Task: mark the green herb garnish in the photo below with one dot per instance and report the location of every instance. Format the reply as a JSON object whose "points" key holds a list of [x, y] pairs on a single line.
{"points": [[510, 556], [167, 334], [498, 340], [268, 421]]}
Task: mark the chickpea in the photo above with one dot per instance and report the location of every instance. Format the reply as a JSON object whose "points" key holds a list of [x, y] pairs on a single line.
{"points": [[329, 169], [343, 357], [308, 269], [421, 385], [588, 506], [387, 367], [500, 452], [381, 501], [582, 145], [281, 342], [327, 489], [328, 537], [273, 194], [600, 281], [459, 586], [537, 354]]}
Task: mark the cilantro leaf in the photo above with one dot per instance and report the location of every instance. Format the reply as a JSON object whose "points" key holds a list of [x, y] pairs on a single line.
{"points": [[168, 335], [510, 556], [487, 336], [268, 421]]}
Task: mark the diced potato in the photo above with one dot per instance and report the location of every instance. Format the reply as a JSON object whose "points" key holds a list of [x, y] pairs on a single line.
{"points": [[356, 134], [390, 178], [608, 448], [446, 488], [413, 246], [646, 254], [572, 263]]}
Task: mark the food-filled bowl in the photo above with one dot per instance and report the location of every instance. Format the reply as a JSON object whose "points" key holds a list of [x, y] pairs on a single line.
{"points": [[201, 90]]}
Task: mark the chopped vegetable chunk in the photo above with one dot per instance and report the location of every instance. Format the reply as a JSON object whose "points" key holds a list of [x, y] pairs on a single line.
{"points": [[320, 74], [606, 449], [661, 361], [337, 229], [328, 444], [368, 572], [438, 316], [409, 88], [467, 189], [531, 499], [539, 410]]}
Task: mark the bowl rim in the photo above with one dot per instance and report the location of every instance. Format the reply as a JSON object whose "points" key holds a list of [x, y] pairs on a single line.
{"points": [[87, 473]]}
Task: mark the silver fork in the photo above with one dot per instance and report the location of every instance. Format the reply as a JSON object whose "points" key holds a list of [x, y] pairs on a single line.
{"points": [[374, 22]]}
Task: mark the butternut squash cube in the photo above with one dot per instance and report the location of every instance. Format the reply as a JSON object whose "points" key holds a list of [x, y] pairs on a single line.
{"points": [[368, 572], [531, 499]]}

EXERCISE PROMPT: Nothing in the entries may change. Retype them all.

EXERCISE ANSWER:
Task: mark the green herb garnish in the photo below with one dot per instance and report the location of every instance. Format the reply as a JSON object whose "points" key holds a list of [x, y] pairs on a single line.
{"points": [[510, 556], [167, 334], [498, 340], [268, 421]]}
Task: mark the chickpea in the photo above with one dot per instance and report the location of every instance. Format the reply as a JSON object whose "points" key holds a list of [x, y] pairs on a single line.
{"points": [[329, 169], [343, 357], [308, 269], [421, 385], [588, 506], [387, 367], [500, 452], [381, 501], [582, 145], [281, 342], [327, 489], [328, 537], [273, 194], [600, 281], [459, 586], [537, 354]]}
Task: mark the cilantro leaf in the photo above with one dot per instance and report the location of every instance. Format the reply as a JSON object whose "points" key holds a list of [x, y] pairs on a single line.
{"points": [[168, 335], [510, 556], [487, 336], [268, 421]]}
Task: mark the diced potato in the photo above with one dot per instance and report the location of every instance. Format the reply as a JSON object whose "points" key holds a list of [x, y] pairs on a single line.
{"points": [[356, 134], [390, 178], [608, 448], [446, 488], [413, 246], [646, 254], [572, 263]]}
Task: mark the food-filled bowl in the photo above with one dot per instance and report the location of every instance. Format the reply as a JSON object whose "points" key holds a list of [x, y] pairs on a single line.
{"points": [[201, 90]]}
Task: mark the chopped vegetable chunk in the photo above with one dot per instance and report the location of every instance. Format the reply as a JSON object whose "points" key holds a list of [x, y] pairs on a single line.
{"points": [[320, 74], [606, 449], [661, 361], [337, 229], [328, 444], [368, 572], [438, 316], [409, 88], [467, 189], [531, 499], [539, 410]]}
Task: mark the bowl rim in the photo above with one dot per instance and report the location of every instance. Format the reply as a JSON object whose "points" key holds a list of [x, y] pairs on a single line.
{"points": [[87, 473]]}
Task: mark the silver fork in the photo above with one dot per instance and report the location of every instance. Format the reply as a JSON object whose "points" key holds a list of [x, y] pairs on a single line.
{"points": [[374, 22]]}
Task: mark the butternut squash cube in the photo above with one dot per instance and report the location of every instance. Format the reply as a JSON object whose "points" key holds a list of [x, y] pairs on a single line.
{"points": [[368, 572], [531, 499]]}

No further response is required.